* Esercizi da svolgere
a – Riassumi il testo in due frasi.
b – Ricopia dal testo il passo che va da "As time goes" fino a "Per quale politica?" compreso.

* Testo
--------------------------------------------------
M5S: splendido isolamento finito

martedì 30 gennaio 2018


Sembra facile, come diceva l’antico intercalare. Sembrava fin da allora e sembra tuttora: facile, ciò che facile non è. Si prenda il casus più casus di tutti (non fosse altro che per i voti) del Movimento 5 Stelle. Ebbene, il movimento che fa (faceva?) della protesta, dell’urlo, dell’opposizione contro tutto e tutti il suo blasone indiscutibile, sembra un tantinello rientrato dallo sventolio frenetico di quella bandiera. Bandiera redditizia, si capisce. Essere contro è molto più giovevole, nei voti, che essere, se non a favore, almeno neutrali e comunque diversi da prima. Al partito di Grillo & Casaleggio si direbbe, anzi, che stia venendo meno proprio lui, il fondatore, il padrone, il deus ex machina: il Beppe Grillo in persona. Come ricordava bene il nostro direttore. Il che, come ben sappiamo, non era del tutto imprevedibile sol che si pensi alle oggettive modificazioni che un partito, qualsiasi, da che mondo è mondo, è costretto a subire nella sua storia. Come una febbre giovanile, una varicella, un’influenza per dire.

As time goes by, mentre il tempo passa, appunto, le modifiche interne sono inevitabili e pure inesauribili e, quasi sempre, intaccano e modificano la natura, i geni, la filosofia del movimento come se una forza esterna più potente di tutte lo sottraesse alla logica costrittiva della rabbia incanalandolo nell’alveo prima dell’ascolto, poi dell’attenzione e poi della ricerca di collaborazione. E per che cosa, tutto questo cambiamento, dapprima ben nascosto ma poi evidente? Per quale obiettivo? Per quale politica?
--------------------------------------------------
* Dati forniti
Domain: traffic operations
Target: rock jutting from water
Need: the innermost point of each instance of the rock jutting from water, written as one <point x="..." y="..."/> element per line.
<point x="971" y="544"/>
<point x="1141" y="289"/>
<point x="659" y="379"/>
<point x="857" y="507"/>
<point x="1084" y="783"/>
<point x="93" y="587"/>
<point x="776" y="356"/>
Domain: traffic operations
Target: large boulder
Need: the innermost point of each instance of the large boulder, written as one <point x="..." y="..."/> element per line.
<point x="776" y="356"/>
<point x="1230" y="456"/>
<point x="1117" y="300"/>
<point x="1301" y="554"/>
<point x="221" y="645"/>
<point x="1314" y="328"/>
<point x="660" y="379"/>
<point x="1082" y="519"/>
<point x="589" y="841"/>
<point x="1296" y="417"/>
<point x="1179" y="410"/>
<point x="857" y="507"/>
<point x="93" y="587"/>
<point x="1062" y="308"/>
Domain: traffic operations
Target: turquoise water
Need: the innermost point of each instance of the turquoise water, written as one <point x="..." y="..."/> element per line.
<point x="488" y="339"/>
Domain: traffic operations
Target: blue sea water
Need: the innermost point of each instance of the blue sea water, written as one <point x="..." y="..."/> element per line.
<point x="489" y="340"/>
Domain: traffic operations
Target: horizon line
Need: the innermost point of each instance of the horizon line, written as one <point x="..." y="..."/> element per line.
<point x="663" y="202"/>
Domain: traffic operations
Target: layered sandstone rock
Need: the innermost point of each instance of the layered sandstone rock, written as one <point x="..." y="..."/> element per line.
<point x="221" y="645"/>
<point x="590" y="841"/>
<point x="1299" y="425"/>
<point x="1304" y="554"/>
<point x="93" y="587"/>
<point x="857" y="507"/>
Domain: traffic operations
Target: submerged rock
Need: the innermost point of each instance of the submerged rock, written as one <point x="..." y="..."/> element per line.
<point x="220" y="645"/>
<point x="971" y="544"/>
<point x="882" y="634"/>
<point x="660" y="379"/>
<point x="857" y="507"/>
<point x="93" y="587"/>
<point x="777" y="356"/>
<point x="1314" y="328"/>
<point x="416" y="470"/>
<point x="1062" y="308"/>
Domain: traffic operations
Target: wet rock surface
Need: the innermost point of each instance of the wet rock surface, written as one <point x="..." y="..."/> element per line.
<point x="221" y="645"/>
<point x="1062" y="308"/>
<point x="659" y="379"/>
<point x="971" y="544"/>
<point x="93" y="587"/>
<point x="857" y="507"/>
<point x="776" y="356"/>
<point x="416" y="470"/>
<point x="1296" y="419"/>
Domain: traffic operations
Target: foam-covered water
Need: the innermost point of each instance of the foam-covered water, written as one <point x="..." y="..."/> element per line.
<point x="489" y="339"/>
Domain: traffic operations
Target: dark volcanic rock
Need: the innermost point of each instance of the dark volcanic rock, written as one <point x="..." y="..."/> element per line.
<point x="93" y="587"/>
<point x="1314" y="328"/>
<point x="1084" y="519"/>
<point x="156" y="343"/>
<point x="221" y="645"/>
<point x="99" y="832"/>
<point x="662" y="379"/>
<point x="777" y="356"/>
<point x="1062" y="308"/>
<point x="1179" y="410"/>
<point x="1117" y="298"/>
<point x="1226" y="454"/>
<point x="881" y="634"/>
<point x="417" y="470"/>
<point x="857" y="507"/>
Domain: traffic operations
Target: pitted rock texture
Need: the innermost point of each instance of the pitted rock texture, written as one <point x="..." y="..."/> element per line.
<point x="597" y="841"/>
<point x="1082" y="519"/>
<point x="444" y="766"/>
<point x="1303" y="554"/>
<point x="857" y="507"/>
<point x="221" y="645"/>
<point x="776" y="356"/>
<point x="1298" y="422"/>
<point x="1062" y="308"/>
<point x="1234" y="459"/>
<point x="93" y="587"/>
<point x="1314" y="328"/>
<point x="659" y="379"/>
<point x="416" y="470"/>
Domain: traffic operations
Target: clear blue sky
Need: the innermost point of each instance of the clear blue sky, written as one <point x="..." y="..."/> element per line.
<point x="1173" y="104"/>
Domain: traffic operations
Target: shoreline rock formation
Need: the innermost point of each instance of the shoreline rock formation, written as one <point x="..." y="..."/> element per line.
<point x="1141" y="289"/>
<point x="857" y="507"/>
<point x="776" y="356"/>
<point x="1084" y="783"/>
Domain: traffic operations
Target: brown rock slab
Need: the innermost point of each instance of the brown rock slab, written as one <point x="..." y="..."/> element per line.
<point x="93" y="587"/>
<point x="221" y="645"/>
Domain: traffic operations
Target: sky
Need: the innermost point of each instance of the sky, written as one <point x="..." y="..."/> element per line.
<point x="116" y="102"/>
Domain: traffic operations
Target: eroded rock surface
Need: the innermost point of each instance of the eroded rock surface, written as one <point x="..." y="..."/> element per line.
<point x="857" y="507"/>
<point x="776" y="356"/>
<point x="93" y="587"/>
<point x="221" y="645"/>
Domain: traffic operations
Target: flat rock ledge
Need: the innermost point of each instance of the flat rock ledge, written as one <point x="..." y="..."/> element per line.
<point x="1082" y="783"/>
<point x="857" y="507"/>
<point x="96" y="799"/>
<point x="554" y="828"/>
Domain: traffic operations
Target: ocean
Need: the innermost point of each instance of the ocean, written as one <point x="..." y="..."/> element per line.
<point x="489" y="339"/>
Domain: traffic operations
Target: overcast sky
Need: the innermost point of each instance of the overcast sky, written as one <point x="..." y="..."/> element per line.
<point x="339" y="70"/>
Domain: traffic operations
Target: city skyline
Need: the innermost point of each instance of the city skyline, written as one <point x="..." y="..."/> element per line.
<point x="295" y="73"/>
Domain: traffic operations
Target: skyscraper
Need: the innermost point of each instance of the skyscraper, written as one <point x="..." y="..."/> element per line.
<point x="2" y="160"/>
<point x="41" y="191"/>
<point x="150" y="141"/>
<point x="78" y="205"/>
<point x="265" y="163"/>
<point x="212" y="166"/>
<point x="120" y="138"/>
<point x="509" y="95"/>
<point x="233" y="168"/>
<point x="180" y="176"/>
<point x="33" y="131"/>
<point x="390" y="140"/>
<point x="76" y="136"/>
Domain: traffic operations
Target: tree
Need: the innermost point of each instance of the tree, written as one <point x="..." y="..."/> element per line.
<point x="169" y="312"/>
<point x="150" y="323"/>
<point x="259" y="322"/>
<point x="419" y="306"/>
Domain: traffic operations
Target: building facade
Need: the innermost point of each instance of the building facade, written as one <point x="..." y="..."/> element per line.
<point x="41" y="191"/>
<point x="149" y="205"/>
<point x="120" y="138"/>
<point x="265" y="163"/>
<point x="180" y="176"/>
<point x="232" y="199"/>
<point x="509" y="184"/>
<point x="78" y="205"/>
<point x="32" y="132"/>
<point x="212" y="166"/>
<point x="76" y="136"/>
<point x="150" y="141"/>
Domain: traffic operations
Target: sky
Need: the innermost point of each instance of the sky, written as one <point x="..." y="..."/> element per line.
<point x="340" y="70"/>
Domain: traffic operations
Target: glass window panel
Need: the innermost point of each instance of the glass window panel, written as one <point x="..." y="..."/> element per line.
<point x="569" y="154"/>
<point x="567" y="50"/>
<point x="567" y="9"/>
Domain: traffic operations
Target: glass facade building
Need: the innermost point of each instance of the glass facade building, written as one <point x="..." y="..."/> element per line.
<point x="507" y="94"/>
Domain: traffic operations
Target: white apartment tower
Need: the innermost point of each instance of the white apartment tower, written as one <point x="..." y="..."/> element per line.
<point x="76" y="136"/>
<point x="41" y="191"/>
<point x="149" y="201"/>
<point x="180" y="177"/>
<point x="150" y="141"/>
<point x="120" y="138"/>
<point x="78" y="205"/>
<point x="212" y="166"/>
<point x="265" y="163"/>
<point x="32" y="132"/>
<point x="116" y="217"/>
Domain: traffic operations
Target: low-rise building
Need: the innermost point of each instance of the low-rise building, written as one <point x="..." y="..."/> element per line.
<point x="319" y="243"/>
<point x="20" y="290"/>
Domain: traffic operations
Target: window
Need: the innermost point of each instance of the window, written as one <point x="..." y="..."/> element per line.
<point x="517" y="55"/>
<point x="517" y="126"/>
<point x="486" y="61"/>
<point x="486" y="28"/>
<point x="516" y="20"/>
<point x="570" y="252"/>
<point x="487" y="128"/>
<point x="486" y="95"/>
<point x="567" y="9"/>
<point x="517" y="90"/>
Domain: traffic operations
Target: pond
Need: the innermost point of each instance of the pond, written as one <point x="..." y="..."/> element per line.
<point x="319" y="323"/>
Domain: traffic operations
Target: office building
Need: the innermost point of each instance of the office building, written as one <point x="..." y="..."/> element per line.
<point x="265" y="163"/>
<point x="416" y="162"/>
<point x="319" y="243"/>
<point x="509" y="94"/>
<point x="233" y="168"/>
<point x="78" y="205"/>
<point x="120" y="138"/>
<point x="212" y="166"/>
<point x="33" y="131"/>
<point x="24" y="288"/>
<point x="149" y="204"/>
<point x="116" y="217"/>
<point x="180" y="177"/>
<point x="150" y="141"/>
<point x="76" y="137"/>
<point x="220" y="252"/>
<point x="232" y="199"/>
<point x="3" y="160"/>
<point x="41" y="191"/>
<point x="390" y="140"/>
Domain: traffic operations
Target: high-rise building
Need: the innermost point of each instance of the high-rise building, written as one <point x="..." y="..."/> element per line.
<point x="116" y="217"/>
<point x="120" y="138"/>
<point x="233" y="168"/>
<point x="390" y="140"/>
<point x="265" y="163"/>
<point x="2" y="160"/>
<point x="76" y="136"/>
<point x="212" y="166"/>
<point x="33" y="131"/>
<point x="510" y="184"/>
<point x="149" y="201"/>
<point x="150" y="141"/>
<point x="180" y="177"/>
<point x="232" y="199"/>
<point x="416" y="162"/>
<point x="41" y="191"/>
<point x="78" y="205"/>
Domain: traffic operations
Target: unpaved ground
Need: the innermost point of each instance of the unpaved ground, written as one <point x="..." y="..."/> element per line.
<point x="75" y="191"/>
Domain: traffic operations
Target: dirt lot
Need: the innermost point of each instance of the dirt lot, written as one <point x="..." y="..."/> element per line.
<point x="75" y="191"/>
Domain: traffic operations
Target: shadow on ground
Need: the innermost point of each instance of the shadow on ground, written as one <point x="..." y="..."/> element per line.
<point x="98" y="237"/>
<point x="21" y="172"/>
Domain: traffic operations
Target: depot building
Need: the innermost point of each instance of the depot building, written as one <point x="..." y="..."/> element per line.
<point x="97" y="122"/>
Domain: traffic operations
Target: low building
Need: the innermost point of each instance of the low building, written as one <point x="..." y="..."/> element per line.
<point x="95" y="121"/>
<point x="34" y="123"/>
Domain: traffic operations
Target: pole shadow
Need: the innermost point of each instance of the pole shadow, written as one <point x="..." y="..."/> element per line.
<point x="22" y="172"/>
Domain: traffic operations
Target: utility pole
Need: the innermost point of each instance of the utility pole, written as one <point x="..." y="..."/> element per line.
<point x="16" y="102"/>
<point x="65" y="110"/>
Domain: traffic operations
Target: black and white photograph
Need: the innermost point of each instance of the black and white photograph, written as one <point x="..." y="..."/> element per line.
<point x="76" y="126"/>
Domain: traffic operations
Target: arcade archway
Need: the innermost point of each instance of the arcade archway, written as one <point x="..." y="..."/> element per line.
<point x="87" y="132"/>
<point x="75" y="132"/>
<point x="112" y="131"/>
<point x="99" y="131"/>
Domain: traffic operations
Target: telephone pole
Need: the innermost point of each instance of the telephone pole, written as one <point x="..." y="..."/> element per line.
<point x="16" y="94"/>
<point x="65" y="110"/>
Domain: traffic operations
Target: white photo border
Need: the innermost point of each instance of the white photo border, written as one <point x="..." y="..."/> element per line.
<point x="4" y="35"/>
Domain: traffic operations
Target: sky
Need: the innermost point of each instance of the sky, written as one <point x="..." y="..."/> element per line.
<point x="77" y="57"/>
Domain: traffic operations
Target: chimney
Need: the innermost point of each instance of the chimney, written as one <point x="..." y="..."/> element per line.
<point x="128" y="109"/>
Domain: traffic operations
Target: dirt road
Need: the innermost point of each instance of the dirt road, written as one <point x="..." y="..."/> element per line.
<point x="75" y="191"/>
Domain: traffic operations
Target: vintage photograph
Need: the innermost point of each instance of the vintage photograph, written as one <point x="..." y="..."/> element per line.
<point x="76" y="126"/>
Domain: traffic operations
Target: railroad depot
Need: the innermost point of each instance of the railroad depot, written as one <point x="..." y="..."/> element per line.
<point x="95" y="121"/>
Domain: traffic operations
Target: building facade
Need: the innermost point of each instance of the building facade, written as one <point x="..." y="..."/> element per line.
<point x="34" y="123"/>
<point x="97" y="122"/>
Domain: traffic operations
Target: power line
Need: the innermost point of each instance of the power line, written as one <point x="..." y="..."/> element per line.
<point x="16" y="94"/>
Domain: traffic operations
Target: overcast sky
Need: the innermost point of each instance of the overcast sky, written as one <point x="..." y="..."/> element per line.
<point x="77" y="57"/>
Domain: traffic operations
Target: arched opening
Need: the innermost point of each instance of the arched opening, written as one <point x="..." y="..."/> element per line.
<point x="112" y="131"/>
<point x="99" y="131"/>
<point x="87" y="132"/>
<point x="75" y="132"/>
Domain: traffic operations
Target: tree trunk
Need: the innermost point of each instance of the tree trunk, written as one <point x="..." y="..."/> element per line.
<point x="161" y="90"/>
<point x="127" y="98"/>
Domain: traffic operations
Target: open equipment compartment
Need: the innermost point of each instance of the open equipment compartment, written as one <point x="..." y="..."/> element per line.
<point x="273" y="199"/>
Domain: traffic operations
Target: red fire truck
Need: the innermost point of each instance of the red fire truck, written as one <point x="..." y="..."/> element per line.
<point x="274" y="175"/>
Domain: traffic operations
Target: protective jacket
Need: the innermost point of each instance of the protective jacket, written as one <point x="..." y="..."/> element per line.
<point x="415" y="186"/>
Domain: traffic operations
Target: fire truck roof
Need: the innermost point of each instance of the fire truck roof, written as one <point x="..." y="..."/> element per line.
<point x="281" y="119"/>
--------------------------------------------------
* Esercizi svolti
a – Il Movimento 5 Stelle, che aveva fatto della protesta e dell'opposizione contro tutto e tutti il proprio blasone, sembra essersi allontanato da quella bandiera, e nel partito si direbbe che stia venendo meno lo stesso Beppe Grillo. Con il passare del tempo le modifiche interne di un partito sono inevitabili e quasi sempre ne cambiano la natura, spostandolo dalla rabbia verso l'ascolto, l'attenzione e la ricerca di collaborazione.

b –
As time goes by, mentre il tempo passa, appunto, le modifiche interne sono inevitabili e pure inesauribili e, quasi sempre, intaccano e modificano la natura, i geni, la filosofia del movimento come se una forza esterna più potente di tutte lo sottraesse alla logica costrittiva della rabbia incanalandolo nell’alveo prima dell’ascolto, poi dell’attenzione e poi della ricerca di collaborazione. E per che cosa, tutto questo cambiamento, dapprima ben nascosto ma poi evidente? Per quale obiettivo? Per quale politica?